The problem:
Look below for the line with "Objective: locate each instance of the tree", and from there restate every line word for word until the entries end.

Recorded information:
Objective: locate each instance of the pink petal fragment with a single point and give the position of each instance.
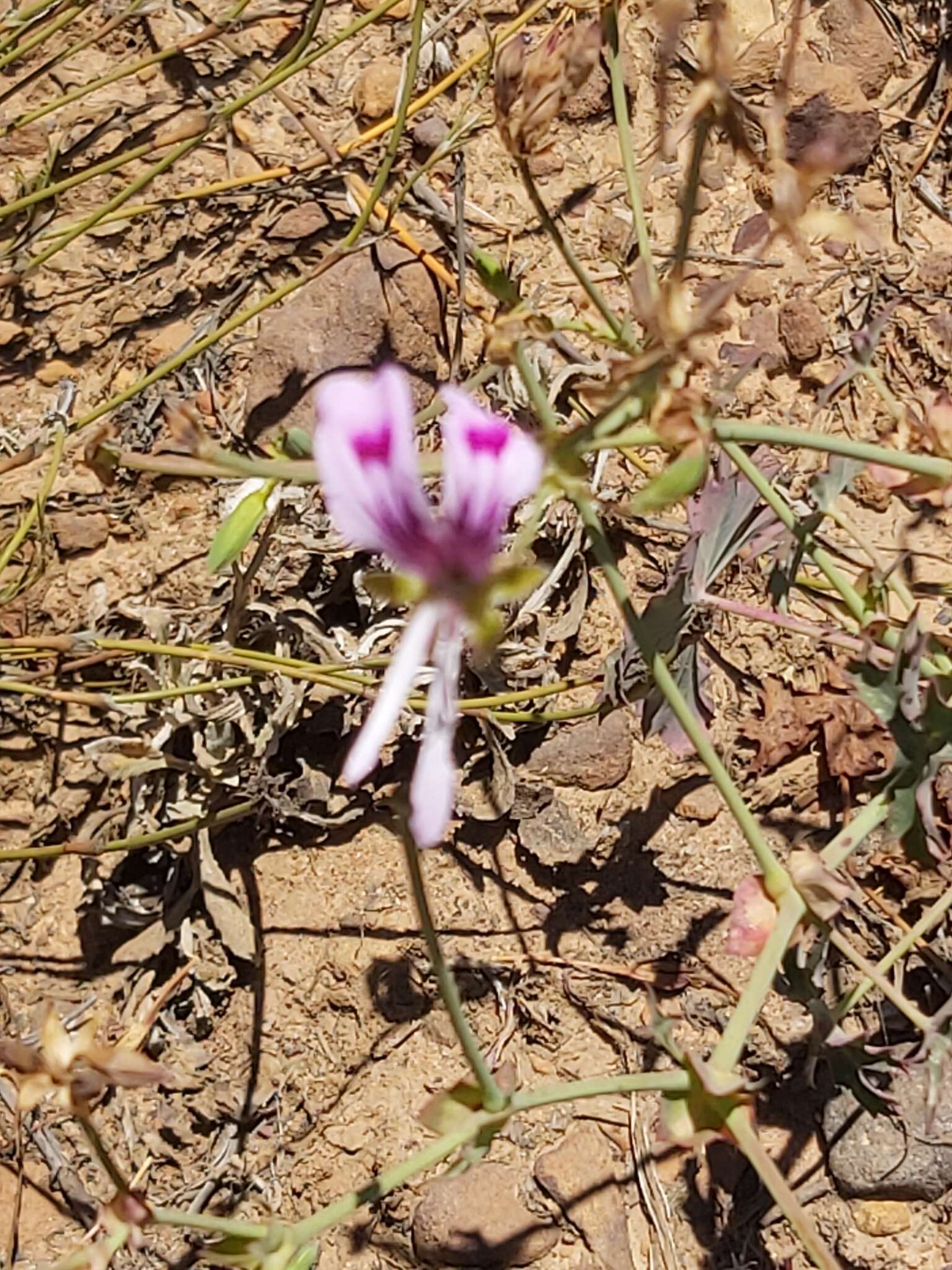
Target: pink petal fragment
(489, 466)
(366, 455)
(410, 655)
(433, 786)
(753, 917)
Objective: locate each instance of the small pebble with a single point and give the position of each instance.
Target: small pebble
(9, 332)
(881, 1217)
(376, 88)
(801, 328)
(431, 133)
(54, 371)
(873, 196)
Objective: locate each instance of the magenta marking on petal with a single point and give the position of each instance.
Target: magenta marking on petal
(488, 438)
(374, 447)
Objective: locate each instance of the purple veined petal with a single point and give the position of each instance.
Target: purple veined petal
(412, 653)
(433, 785)
(489, 465)
(367, 461)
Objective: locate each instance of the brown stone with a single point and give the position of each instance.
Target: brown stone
(838, 84)
(300, 223)
(579, 1175)
(879, 1217)
(935, 271)
(546, 163)
(822, 136)
(475, 1220)
(376, 88)
(79, 531)
(168, 340)
(801, 328)
(54, 371)
(553, 836)
(703, 804)
(858, 38)
(594, 755)
(364, 306)
(431, 133)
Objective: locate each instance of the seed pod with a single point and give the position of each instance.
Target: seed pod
(508, 74)
(238, 528)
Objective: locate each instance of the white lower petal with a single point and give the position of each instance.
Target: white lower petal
(433, 786)
(412, 653)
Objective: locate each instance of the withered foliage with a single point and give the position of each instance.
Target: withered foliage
(531, 88)
(74, 1067)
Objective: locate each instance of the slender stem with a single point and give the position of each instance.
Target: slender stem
(493, 1098)
(398, 130)
(839, 849)
(544, 408)
(208, 1222)
(635, 1082)
(886, 987)
(36, 508)
(127, 69)
(180, 830)
(620, 103)
(735, 1036)
(775, 876)
(566, 253)
(822, 558)
(930, 918)
(742, 1129)
(102, 1155)
(399, 1174)
(777, 435)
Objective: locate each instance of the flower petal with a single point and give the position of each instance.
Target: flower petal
(433, 786)
(489, 465)
(366, 455)
(410, 655)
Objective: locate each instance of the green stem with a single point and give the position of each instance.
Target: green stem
(839, 849)
(389, 1179)
(776, 879)
(879, 980)
(566, 253)
(689, 202)
(823, 559)
(36, 508)
(493, 1098)
(620, 103)
(598, 1086)
(730, 1047)
(126, 70)
(208, 1222)
(221, 116)
(742, 1129)
(930, 918)
(102, 1155)
(778, 435)
(180, 830)
(544, 408)
(65, 18)
(397, 131)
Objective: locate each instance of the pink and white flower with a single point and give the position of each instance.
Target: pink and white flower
(367, 460)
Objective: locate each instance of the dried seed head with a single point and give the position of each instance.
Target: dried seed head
(508, 74)
(582, 52)
(532, 89)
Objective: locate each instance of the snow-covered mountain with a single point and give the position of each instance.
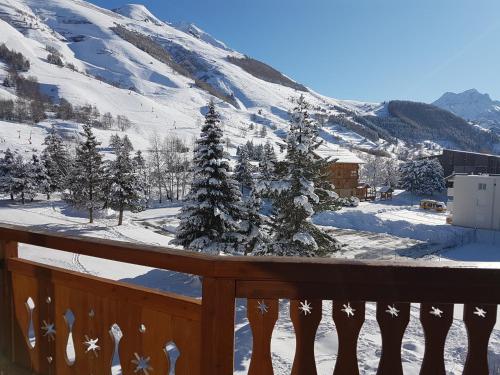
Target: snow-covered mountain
(473, 106)
(128, 62)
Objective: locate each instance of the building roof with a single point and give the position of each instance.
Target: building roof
(459, 152)
(385, 189)
(340, 154)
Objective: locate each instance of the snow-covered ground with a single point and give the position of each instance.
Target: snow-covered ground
(386, 240)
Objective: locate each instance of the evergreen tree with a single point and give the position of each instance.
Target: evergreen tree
(125, 192)
(295, 196)
(56, 161)
(211, 215)
(143, 176)
(252, 225)
(24, 183)
(423, 177)
(87, 176)
(243, 169)
(6, 173)
(42, 180)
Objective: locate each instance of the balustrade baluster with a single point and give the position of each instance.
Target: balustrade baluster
(262, 315)
(436, 321)
(305, 316)
(392, 319)
(349, 318)
(479, 321)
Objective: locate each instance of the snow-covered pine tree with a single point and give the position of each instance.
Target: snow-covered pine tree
(56, 161)
(252, 225)
(23, 180)
(210, 217)
(42, 179)
(423, 177)
(295, 196)
(243, 169)
(143, 176)
(86, 179)
(125, 192)
(6, 173)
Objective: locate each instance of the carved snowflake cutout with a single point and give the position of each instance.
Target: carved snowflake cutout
(91, 345)
(49, 330)
(142, 364)
(305, 307)
(436, 312)
(348, 310)
(262, 307)
(392, 311)
(480, 312)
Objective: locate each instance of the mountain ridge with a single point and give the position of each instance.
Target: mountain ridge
(161, 76)
(473, 106)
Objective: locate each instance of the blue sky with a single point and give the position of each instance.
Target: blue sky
(370, 50)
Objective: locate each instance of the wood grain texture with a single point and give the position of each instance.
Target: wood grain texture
(262, 315)
(97, 305)
(217, 340)
(8, 249)
(436, 329)
(393, 318)
(305, 316)
(479, 321)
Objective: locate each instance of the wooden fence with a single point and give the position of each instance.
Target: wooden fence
(42, 307)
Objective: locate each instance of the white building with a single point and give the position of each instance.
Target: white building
(474, 201)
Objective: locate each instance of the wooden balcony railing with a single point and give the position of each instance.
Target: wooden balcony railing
(35, 299)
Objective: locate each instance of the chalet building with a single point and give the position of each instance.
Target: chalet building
(454, 161)
(386, 192)
(344, 171)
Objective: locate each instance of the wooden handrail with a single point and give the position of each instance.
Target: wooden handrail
(294, 277)
(262, 280)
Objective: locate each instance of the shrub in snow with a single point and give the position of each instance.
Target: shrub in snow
(267, 164)
(209, 221)
(7, 173)
(56, 162)
(422, 177)
(295, 194)
(24, 184)
(55, 59)
(252, 225)
(125, 191)
(87, 176)
(243, 169)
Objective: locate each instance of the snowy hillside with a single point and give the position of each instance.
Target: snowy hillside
(118, 77)
(128, 62)
(473, 106)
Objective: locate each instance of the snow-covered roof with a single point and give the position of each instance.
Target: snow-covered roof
(385, 189)
(342, 155)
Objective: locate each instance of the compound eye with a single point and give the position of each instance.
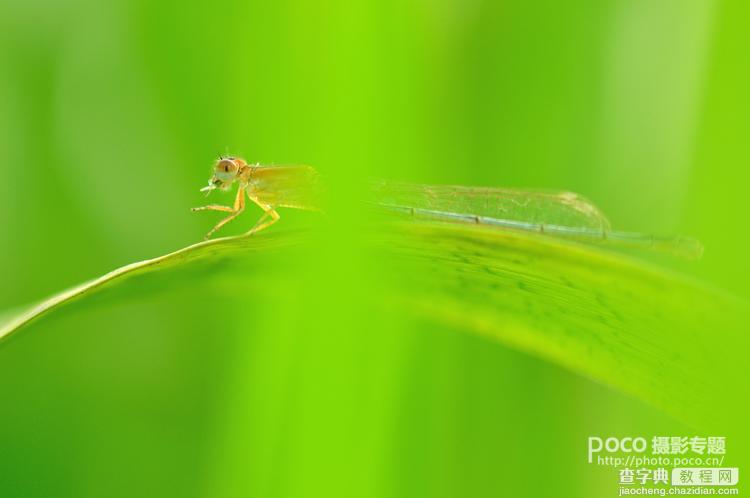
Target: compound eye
(226, 166)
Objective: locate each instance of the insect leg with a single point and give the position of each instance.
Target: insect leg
(239, 206)
(268, 211)
(213, 207)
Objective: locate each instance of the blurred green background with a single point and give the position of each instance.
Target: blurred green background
(111, 114)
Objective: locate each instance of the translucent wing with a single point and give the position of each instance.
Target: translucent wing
(286, 186)
(564, 209)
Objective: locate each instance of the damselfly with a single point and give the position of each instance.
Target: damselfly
(558, 214)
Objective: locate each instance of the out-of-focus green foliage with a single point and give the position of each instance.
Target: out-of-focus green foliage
(111, 115)
(607, 317)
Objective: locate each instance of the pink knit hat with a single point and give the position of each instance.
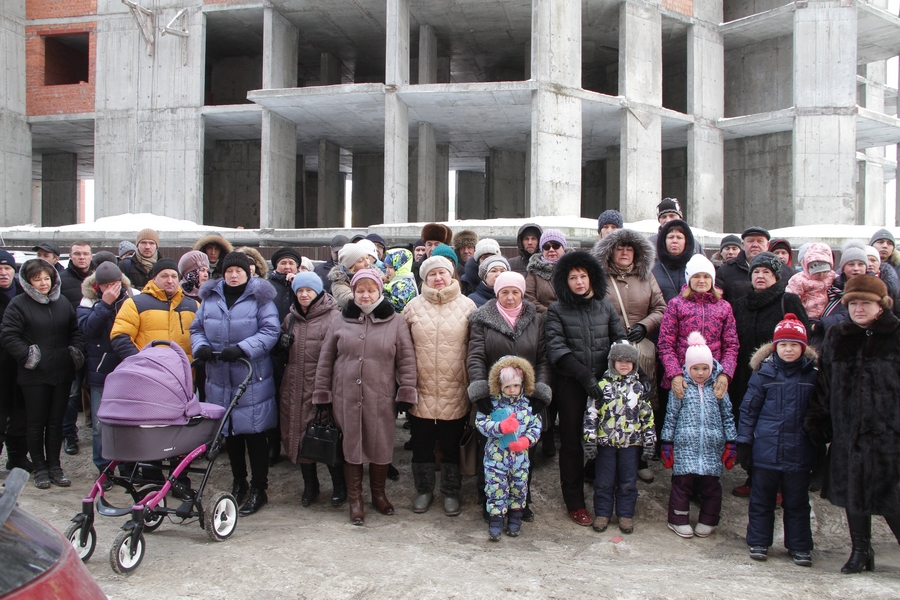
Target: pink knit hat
(509, 279)
(698, 352)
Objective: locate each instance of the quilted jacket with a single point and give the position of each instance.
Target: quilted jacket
(439, 323)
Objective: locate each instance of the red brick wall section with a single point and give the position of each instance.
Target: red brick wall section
(54, 9)
(685, 7)
(44, 99)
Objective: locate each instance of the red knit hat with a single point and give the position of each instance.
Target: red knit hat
(790, 329)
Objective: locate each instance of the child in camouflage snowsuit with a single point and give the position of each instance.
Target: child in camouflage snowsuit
(618, 430)
(510, 429)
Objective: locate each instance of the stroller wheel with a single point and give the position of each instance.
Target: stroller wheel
(221, 517)
(73, 534)
(120, 558)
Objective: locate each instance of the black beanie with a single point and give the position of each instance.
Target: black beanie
(236, 259)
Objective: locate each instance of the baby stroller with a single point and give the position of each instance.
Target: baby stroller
(149, 412)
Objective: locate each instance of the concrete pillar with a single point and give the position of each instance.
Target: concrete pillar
(368, 186)
(555, 161)
(59, 189)
(470, 195)
(15, 135)
(427, 55)
(330, 70)
(330, 181)
(824, 135)
(506, 177)
(640, 81)
(706, 101)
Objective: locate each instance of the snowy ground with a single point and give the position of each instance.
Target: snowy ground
(286, 551)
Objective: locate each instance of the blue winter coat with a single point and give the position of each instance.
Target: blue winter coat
(699, 425)
(773, 410)
(252, 324)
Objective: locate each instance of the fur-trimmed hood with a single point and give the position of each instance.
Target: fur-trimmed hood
(213, 238)
(768, 349)
(512, 361)
(644, 253)
(259, 288)
(586, 261)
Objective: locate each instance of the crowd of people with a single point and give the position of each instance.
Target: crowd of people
(628, 352)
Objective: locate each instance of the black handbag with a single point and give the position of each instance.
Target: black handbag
(323, 441)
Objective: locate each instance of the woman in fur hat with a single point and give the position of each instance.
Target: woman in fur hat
(855, 408)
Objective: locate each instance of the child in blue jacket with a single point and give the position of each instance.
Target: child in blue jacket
(773, 443)
(511, 428)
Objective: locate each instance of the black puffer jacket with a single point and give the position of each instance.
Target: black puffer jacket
(581, 328)
(669, 270)
(491, 338)
(48, 322)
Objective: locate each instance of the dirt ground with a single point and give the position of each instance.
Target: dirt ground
(286, 551)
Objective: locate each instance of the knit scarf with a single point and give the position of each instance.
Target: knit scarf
(510, 315)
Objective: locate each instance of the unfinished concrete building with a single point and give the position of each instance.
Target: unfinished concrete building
(254, 112)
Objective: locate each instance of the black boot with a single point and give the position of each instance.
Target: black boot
(339, 486)
(255, 501)
(862, 556)
(310, 484)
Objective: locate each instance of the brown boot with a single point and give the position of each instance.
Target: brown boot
(353, 475)
(377, 476)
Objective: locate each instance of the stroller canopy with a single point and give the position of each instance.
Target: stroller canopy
(153, 387)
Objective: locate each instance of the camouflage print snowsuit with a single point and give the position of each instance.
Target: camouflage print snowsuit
(505, 471)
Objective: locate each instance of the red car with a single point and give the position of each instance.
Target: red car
(38, 562)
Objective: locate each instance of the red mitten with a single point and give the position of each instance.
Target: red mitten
(520, 445)
(509, 425)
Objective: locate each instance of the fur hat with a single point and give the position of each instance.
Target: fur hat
(700, 264)
(147, 234)
(464, 238)
(307, 279)
(768, 261)
(349, 254)
(437, 232)
(107, 272)
(867, 287)
(433, 262)
(285, 252)
(610, 217)
(510, 279)
(370, 274)
(790, 329)
(236, 259)
(486, 246)
(697, 353)
(447, 252)
(491, 262)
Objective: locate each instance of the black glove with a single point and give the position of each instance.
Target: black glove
(745, 456)
(203, 353)
(484, 405)
(232, 353)
(637, 333)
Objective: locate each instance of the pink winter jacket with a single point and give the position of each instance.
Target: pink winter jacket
(714, 319)
(813, 292)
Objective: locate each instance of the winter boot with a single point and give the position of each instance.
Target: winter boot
(451, 482)
(514, 523)
(339, 486)
(862, 556)
(377, 477)
(353, 477)
(17, 454)
(310, 484)
(423, 477)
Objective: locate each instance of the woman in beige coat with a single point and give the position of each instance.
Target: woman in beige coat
(439, 323)
(366, 371)
(312, 311)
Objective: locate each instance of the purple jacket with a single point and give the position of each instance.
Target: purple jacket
(712, 318)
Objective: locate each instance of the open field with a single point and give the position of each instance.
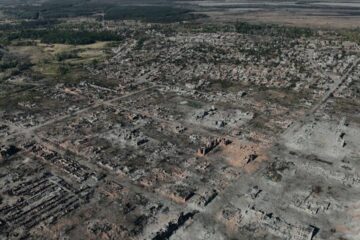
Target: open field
(200, 120)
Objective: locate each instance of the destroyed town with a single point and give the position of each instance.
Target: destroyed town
(180, 120)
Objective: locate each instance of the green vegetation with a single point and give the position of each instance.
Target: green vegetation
(64, 36)
(149, 13)
(66, 55)
(273, 30)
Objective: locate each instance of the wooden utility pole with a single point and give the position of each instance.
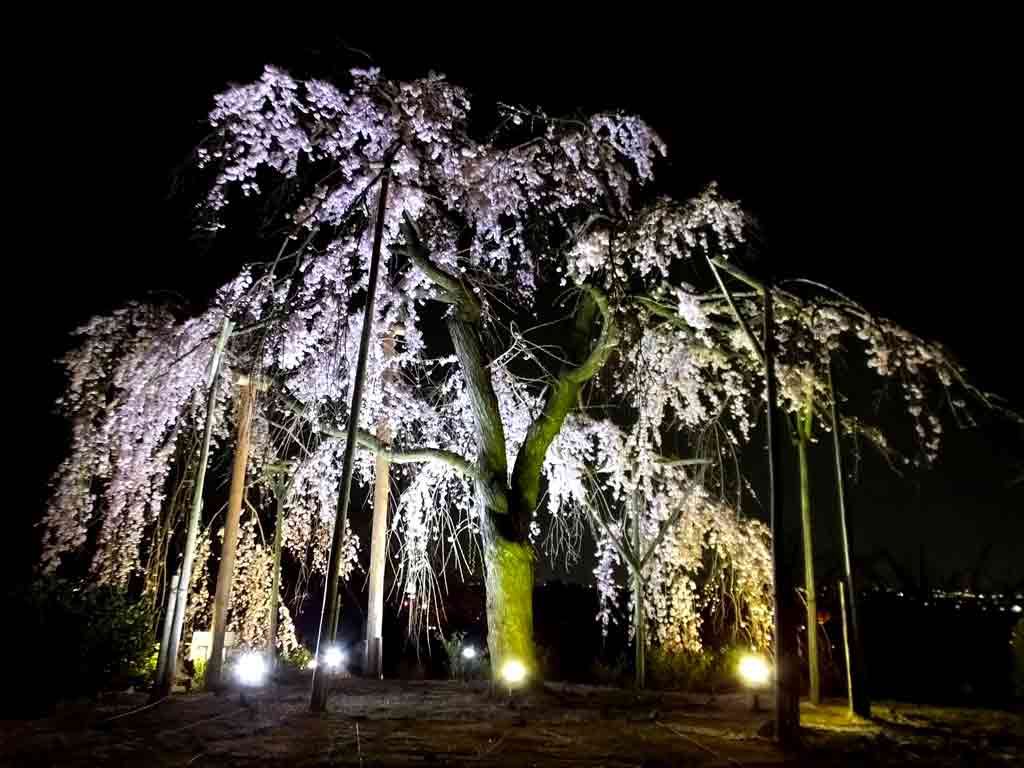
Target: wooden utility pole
(165, 682)
(786, 678)
(329, 617)
(860, 701)
(805, 422)
(373, 665)
(225, 571)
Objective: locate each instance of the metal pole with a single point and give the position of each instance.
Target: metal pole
(180, 602)
(785, 679)
(280, 492)
(804, 426)
(378, 546)
(859, 698)
(225, 571)
(329, 623)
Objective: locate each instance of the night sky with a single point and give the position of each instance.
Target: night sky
(884, 159)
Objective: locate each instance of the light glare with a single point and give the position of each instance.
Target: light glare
(334, 657)
(754, 670)
(513, 672)
(251, 669)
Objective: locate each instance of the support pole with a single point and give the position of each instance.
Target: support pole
(166, 682)
(804, 426)
(280, 494)
(329, 622)
(785, 678)
(860, 701)
(373, 666)
(225, 571)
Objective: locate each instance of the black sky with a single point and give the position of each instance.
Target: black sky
(882, 156)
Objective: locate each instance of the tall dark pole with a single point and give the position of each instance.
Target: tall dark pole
(860, 701)
(329, 617)
(786, 679)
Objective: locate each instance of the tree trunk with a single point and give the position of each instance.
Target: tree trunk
(378, 549)
(813, 662)
(165, 635)
(509, 585)
(786, 673)
(860, 701)
(166, 683)
(225, 570)
(279, 528)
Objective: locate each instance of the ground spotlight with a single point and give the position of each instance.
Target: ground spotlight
(251, 669)
(334, 657)
(513, 672)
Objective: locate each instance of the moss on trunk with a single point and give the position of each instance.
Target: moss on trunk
(509, 583)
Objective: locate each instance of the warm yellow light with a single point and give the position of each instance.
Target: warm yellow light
(754, 670)
(513, 672)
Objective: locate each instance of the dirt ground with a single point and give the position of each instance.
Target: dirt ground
(402, 723)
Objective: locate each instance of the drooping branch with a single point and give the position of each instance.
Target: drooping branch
(453, 290)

Task result:
Objective: locate each instance of the tree trunk with a single point and give the position of each instance.
Target: tree trunk
(378, 549)
(813, 662)
(165, 635)
(509, 585)
(786, 673)
(860, 701)
(166, 683)
(225, 570)
(279, 528)
Objective: locate each instance of the ground spotlight with a single point and give the position of each instance.
Target: ground spotlight
(251, 669)
(334, 657)
(513, 672)
Objective: locate each instance of the moss on trunk with a single point and give the position of each instance.
Target: moss on trunk
(509, 583)
Objective: locate each instance of the warm yellow light with a single point and give the position of each instance.
Target: warm yellow light
(754, 670)
(513, 672)
Objective: locate each instance of the dirt ground with a single point and give the position of each instance.
Target: dirt ground
(402, 723)
Objective: locate each instance of the drooping branch with a single point and give the position of each instance.
Target: drooping branch
(453, 290)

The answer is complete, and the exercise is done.